*PROBLEM:*
Locate the line that contains "The component shall place one marker per instance of the cloud", then copy it and all later lines of the data below exactly, through the last one.

*SUPPLIED INFORMATION:*

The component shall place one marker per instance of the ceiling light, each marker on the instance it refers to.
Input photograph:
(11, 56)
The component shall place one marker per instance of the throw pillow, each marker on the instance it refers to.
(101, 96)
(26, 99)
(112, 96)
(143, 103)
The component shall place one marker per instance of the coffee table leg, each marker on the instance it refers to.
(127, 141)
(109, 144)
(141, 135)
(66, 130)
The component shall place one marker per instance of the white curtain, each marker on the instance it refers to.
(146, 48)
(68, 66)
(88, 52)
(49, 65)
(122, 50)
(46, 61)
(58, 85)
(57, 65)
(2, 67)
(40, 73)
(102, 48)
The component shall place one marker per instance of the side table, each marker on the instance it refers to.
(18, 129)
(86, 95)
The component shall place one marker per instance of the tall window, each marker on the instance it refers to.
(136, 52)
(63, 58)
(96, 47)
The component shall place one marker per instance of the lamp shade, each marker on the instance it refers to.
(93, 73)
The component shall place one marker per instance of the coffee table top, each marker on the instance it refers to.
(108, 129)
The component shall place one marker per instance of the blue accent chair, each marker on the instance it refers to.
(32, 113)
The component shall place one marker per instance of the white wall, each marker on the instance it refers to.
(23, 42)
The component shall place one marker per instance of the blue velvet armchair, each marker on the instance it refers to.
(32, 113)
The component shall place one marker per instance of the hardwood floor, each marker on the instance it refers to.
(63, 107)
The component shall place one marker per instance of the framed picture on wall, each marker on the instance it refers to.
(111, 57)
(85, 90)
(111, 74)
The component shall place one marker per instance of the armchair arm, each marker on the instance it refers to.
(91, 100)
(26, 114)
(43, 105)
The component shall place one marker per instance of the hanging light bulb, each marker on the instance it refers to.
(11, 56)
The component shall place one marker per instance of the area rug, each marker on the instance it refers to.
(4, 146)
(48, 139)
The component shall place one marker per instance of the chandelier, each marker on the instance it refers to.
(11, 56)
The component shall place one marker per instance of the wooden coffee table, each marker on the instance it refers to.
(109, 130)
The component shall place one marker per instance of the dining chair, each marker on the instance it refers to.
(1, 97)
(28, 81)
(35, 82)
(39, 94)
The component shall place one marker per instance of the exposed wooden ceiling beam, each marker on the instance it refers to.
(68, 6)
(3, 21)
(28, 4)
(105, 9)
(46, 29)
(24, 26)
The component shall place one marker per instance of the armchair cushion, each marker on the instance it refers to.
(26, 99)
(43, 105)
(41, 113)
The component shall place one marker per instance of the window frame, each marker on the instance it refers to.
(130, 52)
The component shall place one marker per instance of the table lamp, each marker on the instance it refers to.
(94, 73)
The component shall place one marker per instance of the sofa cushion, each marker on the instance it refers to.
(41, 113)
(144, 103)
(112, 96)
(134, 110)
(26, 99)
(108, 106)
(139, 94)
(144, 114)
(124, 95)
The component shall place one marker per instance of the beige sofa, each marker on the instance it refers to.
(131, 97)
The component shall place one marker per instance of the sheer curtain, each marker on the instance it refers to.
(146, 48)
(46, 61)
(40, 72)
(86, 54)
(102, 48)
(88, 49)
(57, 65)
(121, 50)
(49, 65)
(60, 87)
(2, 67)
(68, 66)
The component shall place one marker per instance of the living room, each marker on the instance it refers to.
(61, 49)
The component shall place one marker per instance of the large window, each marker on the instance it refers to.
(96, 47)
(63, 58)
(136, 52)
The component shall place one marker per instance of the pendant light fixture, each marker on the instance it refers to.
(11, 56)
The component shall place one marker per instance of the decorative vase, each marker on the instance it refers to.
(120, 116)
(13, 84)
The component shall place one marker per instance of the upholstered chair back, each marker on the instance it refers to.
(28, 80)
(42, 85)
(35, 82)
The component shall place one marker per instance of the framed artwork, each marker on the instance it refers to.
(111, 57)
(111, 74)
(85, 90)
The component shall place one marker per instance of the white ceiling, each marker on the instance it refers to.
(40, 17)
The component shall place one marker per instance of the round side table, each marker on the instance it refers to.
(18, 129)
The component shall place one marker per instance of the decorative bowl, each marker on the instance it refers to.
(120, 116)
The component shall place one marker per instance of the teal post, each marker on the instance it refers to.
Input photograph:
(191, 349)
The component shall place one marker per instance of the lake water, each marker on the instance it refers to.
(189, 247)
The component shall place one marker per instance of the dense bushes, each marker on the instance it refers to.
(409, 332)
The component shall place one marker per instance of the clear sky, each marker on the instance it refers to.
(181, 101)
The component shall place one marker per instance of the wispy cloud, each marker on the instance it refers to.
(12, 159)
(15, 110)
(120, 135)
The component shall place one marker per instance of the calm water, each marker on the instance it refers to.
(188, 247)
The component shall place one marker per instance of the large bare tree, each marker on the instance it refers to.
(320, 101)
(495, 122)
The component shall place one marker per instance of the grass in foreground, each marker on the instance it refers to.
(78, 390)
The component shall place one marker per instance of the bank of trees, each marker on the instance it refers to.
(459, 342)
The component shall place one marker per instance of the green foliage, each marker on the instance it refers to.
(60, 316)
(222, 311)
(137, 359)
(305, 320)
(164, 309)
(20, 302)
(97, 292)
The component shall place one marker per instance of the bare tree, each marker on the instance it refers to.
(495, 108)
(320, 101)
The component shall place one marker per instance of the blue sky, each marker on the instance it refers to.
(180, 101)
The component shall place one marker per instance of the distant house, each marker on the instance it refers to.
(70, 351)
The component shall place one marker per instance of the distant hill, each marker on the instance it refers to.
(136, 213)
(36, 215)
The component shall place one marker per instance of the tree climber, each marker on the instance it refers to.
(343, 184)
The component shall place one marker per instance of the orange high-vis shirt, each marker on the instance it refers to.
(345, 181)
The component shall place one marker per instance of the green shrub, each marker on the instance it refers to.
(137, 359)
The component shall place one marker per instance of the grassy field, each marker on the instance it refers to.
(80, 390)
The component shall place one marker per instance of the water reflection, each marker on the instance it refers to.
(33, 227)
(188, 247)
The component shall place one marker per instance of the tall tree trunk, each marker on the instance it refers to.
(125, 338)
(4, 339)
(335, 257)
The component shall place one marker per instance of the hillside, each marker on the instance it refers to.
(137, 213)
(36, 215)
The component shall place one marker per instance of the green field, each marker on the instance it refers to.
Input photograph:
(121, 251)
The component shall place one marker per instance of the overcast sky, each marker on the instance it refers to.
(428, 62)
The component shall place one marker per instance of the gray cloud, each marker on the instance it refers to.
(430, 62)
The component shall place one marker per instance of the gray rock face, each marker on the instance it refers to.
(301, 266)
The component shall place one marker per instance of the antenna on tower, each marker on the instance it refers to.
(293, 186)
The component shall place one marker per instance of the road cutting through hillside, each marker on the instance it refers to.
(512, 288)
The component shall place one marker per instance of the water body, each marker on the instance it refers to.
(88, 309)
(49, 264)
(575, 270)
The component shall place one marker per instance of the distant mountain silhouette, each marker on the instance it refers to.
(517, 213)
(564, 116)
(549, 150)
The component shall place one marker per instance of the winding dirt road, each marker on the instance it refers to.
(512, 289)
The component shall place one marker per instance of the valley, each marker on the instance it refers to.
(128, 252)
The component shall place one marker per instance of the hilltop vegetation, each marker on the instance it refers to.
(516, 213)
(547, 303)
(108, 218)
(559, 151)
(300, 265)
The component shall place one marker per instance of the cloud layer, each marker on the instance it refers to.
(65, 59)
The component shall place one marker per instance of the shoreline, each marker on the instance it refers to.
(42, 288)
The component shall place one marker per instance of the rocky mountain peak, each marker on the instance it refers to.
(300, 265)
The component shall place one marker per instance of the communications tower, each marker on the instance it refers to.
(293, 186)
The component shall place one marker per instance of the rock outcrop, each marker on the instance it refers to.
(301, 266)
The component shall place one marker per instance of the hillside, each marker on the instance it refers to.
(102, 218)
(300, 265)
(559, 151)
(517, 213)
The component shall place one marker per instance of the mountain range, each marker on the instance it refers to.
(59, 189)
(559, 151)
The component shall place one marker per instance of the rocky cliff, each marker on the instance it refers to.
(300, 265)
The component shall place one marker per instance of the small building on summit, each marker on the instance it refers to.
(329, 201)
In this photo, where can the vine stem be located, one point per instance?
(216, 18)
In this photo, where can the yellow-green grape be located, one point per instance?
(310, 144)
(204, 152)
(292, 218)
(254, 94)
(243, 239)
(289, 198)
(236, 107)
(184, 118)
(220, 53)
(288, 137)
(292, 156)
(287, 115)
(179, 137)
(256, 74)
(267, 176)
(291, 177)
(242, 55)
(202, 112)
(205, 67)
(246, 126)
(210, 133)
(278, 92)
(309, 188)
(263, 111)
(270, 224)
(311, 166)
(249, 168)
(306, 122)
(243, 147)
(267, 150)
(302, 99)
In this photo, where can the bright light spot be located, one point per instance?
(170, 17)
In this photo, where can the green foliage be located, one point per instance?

*SOLVED EXERCISE:*
The component shall place one marker per instance of the cloud layer, each marker on the instance it refers to.
(65, 59)
The component shall place one marker per instance of the shoreline, each marker on the instance it refers to.
(42, 288)
The component shall place one marker per instance of the rocky mountain peak, each marker on the instance it refers to.
(300, 265)
The component shall place one marker per instance of the communications tower, each marker on the instance it refers to.
(293, 186)
The component shall place one marker per instance of the rock outcrop, each marker on the instance it refers to.
(301, 266)
The component shall place one marker per instance of the hillside, each marker on the instance it refers to.
(102, 218)
(300, 265)
(559, 151)
(517, 213)
The component shall place one marker per instance of the mountain range, each marker on the instance it refers to.
(59, 189)
(559, 151)
The component shall place one marker per instance of the rocky cliff, each marker on the instance it refers to.
(300, 265)
The component shall place one marker per instance of the small building on summit, each marker on the instance it refers to.
(329, 201)
In this photo, where can the vine stem be located, one point per instance?
(216, 18)
In this photo, where can the yellow-green grape be located, one point per instance?
(310, 144)
(204, 152)
(292, 218)
(254, 94)
(243, 239)
(289, 198)
(236, 107)
(184, 118)
(220, 53)
(288, 137)
(292, 156)
(287, 115)
(179, 137)
(256, 74)
(267, 176)
(291, 177)
(242, 55)
(202, 112)
(205, 67)
(246, 126)
(210, 133)
(278, 92)
(309, 188)
(263, 111)
(270, 224)
(311, 166)
(249, 168)
(306, 122)
(243, 147)
(267, 150)
(302, 99)
In this photo, where can the bright light spot be located, one point per instance?
(170, 17)
In this photo, where can the green foliage be located, one point per instance?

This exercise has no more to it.